**COMPLETE THE FOLLOWING:**
1. Rewrite the email thread about GCC inline messages starting at "On Thu, Aug" and ending at "bar [3] (99999000))", changing "global variable" to "static variable".
2. Pick up the email thread about GCC inline messages after its final sentence and keep writing it.

**PAGE:**
On Thu, Aug 29, 2013 at 3:04 AM, Richard Biener
<richard.guenther@gmail.com> wrote:
>>>> New patch below that removes this global variable, and also outputs
>>>> the node->symbol.order (in square brackets after the function name so
>>>> as to not clutter it). Inline messages with profile data look look:
>>>>
>>>> test.c:8:3: note: foobar [0] (99999000) inlined into foo [2] (1000)
>>>> with call count 99999000 (via inline instance bar [3] (99999000))
>>>
>>> Ick.  This looks both redundant and cluttered.  This is supposed to be
>>> understandable by GCC users, not only GCC developers.
>>
>> The main part that is only useful/understandable to gcc developers is
>> the node->symbol.order in square brackes, requested by Martin. One
>> possibility is that I could put that part under a param, disabled by
>> default. We have something similar on the google branches that emits
>> LIPO module info in the message, enabled via a param.

**DATA ROWS:**
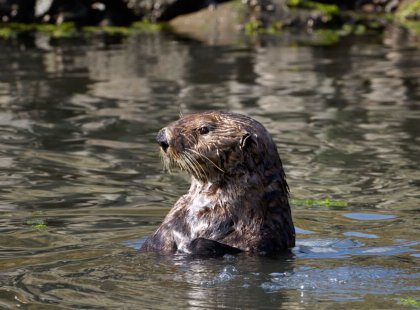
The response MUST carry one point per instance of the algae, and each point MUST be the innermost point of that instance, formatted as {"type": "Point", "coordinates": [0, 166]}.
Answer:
{"type": "Point", "coordinates": [319, 202]}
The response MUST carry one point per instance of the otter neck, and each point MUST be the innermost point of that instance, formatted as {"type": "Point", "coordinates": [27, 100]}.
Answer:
{"type": "Point", "coordinates": [246, 185]}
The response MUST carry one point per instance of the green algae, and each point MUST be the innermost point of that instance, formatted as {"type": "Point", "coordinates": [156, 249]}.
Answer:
{"type": "Point", "coordinates": [319, 202]}
{"type": "Point", "coordinates": [66, 30]}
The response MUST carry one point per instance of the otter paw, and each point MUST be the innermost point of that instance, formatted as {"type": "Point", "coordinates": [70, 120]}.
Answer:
{"type": "Point", "coordinates": [210, 248]}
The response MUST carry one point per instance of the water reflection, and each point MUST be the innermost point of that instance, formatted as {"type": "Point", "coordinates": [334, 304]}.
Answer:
{"type": "Point", "coordinates": [81, 177]}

**TASK-BY-TASK RESULTS:**
1.
On Thu, Aug 29, 2013 at 3:04 AM, Richard Biener
<richard.guenther@gmail.com> wrote:
>>>> New patch below that removes this static variable, and also outputs
>>>> the node->symbol.order (in square brackets after the function name so
>>>> as to not clutter it). Inline messages with profile data look look:
>>>>
>>>> test.c:8:3: note: foobar [0] (99999000) inlined into foo [2] (1000)
>>>> with call count 99999000 (via inline instance bar [3] (99999000))

2.
>
> But we have _dump files_ for that.  That's the developer-consumed
> form of opt-info.  -fopt-info is purely user sugar and for usual translation
> units it shouldn't exceed a single terminal full of output.

But as a developer I don't want to have to parse lots of dump files
for a summary of the major optimizations performed (e.g. inlining,
unrolling) for an application, unless I am diving into the reasons for
why or why not one of those optimizations occurred in a particular
location. I really do want a summary emitted to stderr so that it is
easily searchable/summarizable for the app as a whole.

For example, some of the apps I am interested in have thousands of
input files, and trying to collect and parse dump files for each and
every one is overwhelming (it probably would be even if my input files
numbered in the hundreds). What has been very useful is having these
high level summary messages of inlines and unrolls emitted to stderr
by -fopt-info. Then it is easy to search and sort by hotness to get a
feel for things like what inlines are missing when moving to a new
compiler, or compiling a new version of the source, for example. Then
you know which files to focus on and collect dump files for.

>
>> I'd argue that the other information (the profile counts, emitted only
>> when using -fprofile-use, and the inline call chains) are useful if
>> you want to understand whether and how critical inlines are occurring.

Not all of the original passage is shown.